───── Extracted entries ─────

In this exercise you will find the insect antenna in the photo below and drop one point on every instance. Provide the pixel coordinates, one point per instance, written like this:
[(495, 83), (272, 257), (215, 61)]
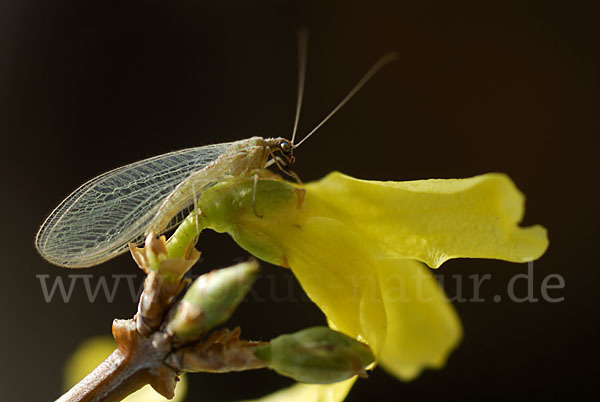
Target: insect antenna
[(368, 75), (302, 56)]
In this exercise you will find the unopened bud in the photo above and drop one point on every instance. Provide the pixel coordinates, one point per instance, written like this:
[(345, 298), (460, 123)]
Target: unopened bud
[(317, 355), (211, 300)]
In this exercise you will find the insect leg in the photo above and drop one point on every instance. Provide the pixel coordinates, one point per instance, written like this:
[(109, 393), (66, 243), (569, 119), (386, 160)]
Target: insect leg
[(254, 188), (195, 210), (285, 170), (179, 198)]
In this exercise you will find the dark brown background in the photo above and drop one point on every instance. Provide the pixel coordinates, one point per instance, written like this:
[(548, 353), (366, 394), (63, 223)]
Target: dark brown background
[(510, 86)]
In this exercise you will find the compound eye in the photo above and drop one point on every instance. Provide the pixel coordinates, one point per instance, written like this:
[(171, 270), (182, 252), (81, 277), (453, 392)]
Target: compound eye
[(286, 147)]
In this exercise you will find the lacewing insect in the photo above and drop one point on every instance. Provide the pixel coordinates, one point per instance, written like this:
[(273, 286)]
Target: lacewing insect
[(99, 219)]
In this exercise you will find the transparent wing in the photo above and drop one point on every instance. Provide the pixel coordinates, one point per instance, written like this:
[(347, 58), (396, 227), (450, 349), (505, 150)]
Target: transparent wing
[(97, 221)]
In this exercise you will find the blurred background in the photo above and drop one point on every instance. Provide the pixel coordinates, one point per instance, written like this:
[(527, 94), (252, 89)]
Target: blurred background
[(509, 86)]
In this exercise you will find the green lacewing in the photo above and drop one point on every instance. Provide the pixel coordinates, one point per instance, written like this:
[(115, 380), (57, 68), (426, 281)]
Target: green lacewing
[(98, 220)]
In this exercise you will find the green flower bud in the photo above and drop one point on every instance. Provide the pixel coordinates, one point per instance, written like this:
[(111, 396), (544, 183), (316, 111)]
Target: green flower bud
[(211, 300), (316, 355)]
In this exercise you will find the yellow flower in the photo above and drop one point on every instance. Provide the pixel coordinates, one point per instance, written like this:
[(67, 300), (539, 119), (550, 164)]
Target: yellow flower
[(357, 249)]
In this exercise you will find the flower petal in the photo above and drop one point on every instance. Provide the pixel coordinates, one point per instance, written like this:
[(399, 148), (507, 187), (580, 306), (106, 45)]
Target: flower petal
[(432, 220), (422, 326), (311, 393)]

─────

Rewrite all of the data above, replacing "drop one point" with "place a single point" and keeping everything else unchanged. Leave out the pictures.

Solution to the exercise:
In this exercise you will find the insect antenna in the photo below and place a single point on every instance. Provide the pixel coordinates, one point per instance, written like this:
[(495, 83), (272, 257), (215, 61)]
Target: insect antenna
[(368, 75), (302, 56)]
In this exercise you will find the unopened bud in the photo above and place a single point on every instance. Provide the pixel coordinates, one point per instance, written like this:
[(345, 298), (460, 123)]
Target: unopened bud
[(317, 355), (211, 300)]
In this exercise you will find the insect leg in the photo above and place a single point on every instance. Provide the pixel coordinates, one point per instance, written like this:
[(109, 393), (66, 243), (569, 119), (386, 160)]
Target: insect leg
[(254, 188), (195, 210), (285, 170), (179, 198)]
In this exercise you will find the dark brown background in the photo above and place a single point on every instance. Provide the pixel coordinates, one point per instance, written like this:
[(548, 353), (366, 394), (63, 223)]
Target: dark brown background
[(510, 86)]
In this exercise you will find the compound eye in the photo above and place a single point on every instance. Provide the pixel coordinates, one point per instance, written like this:
[(171, 270), (182, 252), (81, 277), (453, 392)]
Target: compound eye
[(286, 147)]
In this exercise you will find the lacewing insect in the photo above and place a single point on every instance. Provide the pixel coordinates, one point per instance, written like this:
[(273, 286)]
Target: lacewing insect
[(99, 219)]
In this exercise you will find the transparent wing in the photo above and place a single point on every instance. Provide the pixel coordinates, one point per instance, written like this:
[(347, 58), (396, 227), (450, 349), (505, 150)]
Target: transparent wing
[(97, 221)]
In this exercise you will find the blurred background in the photo above and place a single point on every instance. Provide the pixel coordinates, one point per instance, written like this:
[(527, 94), (252, 89)]
Target: blurred background
[(509, 86)]
In this exercise you will find the green lacewing in the photo above and place a single point on every instance. Provide the pixel coordinates, one point per instance, written like this:
[(115, 380), (57, 68), (426, 281)]
Target: green lacewing
[(98, 220)]
In this exercise you will find the green flower bud in the photo above and place a single point on every instance. Provide the pixel coordinates, one point per instance, written like this:
[(111, 396), (544, 183), (316, 111)]
Target: green flower bud
[(211, 300), (316, 355)]
In this exercise you will find the yellow flower in the photo above and place a single point on every instance. Provide the pixel coordinates, one point per instance, written like this:
[(67, 300), (539, 119), (550, 164)]
Target: yellow flower
[(357, 249)]
In this exercise you will find the flower petal in the photo above and place a single point on every instance. Provide the pixel coordinates, one point per instance, written like this:
[(399, 148), (507, 187), (580, 306), (106, 45)]
Target: flower petal
[(432, 220), (422, 326), (311, 393)]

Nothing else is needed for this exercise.